→ **PERSYARATAN TUGAS A**
Jawablah pertanyaan berikut berdasarkan teks tentang label radikalisme Islam.
(i) Kelompok mana yang dituduh menghancurkan gedung WTC New York?
(ii) Apa yang dimanfaatkan orang-orang Barat sebagai alat utama dalam memegang tampuk wacana peradaban?
(iii) Apa yang membuat mereka tidak mampu memandang fenomena historis umat Islam secara obyektif?
→ **PERSYARATAN TUGAS B**
Tuliskan kembali tanpa perubahan bagian teks tentang label radikalisme Islam, mulai dari "Praktek-praktek kekerasan yang" hingga "media yang diciptakannya.".

→ **DOKUMEN SUMBER**
Bahkan di negara-negara Barat pasca hancurnya ideologi
komunisme (pasca perang dingin) memandang Islam sebagai sebuah gerakan dari
peradaban yang menakutkan.[2] Tidak
ada gejolak politik yang lebih ditakuti melebihi bangkitnya gerakan Islam yang mereka memberinya label sebagai
radikalisme Islam. Tuduhan-tudujan dan propaganda Barat atas Islam sebagai
agama yang menopang gerakan radikalisme telah menjadi retorika internasional.
Label radikalisme bagi gerakan Islam yang menentang
Barat dan sekutu-sekutunya dengan sengaja dijadikan komoditi politik. Gerakan
perlawanan rakyat Palestina, Revolusi Islam Iran, Partai FIS Al-Jazair,
perilaku anti-AS yang dipertunjukkan Ayatullah Khomeini, Mu’ammar Ghadafi
ataupun Saddam Hussein, gerakan Islam di Mindanao Selatan, Sudan yang anti-AS,
merebaknya solidaritas muslim Indonesia terhadap saudara-saudara yang tertindas
dan sebagainya, adalah fenomena yang dijadikan media Barat dalam mengkapanyekan
label radikalisme Islam.
Dalam perspektif Barat, gerakan Islam sudah menjdi
fenomena yang perlu dicurigai. Terlebih-lebih pasca hancurnya gedung WTC New
York yang dituduhkan dilakukan oleh kelompok Islam garis keras (Al-Qaeda dan
Taliban) semakin menjadikan term radikalisme Islam menjadi wacana yang lebih
menglobal yang berimplikasi pada sikap kecurigaan masyarakat dunia, terutama
bangsa Barat dan Amerika Serikat terhadap gerakan Islam. Hal yang demikian
terjadi karena orang-orang Eropa Barat dan Amerika Serikat berhasil dalam
melibatkan dan mewarnai media sehingga mampu membentuk opini publik.
Praktek-praktek kekerasan yang dilakukan sekelompok
Islam dengan membawa simbol-simbol agama telah dimanfaatkan oleh orang-orang
Barat dengan memanfaatkan media massa sebagai alat utama dalam memegang tampuk
wacana peradaban, sehingga Islam terus menerus dipojokkan oleh publik.
Barangkali masyarakat Barat telah tertipu oleh muslihat peradabannya sendiri
dalam mengeksploitasi media yang diciptakannya.
Ketergesa-gesaan dalam generalisasi menyebabkan mereka
tidak mampu memandang fenomena historis-historis umat Islam secara obyektif.
Tetapi hal ini tidak berarti pembenaran terhadap praktek radikalisme yang
dilakukan oleh agama dan moralitas manapun.

→ **ISI DATA**
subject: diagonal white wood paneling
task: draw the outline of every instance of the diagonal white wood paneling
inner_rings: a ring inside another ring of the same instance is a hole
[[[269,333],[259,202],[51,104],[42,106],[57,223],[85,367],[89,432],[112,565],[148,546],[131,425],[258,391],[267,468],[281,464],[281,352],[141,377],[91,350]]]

→ **HASIL LATIHAN A**
(i) Kelompok Islam garis keras, yaitu Al-Qaeda dan Taliban.
(ii) Media massa.
(iii) Ketergesa-gesaan dalam generalisasi.

→ **HASIL LATIHAN B**
Praktek-praktek kekerasan yang dilakukan sekelompok
Islam dengan membawa simbol-simbol agama telah dimanfaatkan oleh orang-orang
Barat dengan memanfaatkan media massa sebagai alat utama dalam memegang tampuk
wacana peradaban, sehingga Islam terus menerus dipojokkan oleh publik.
Barangkali masyarakat Barat telah tertipu oleh muslihat peradabannya sendiri
dalam mengeksploitasi media yang diciptakannya.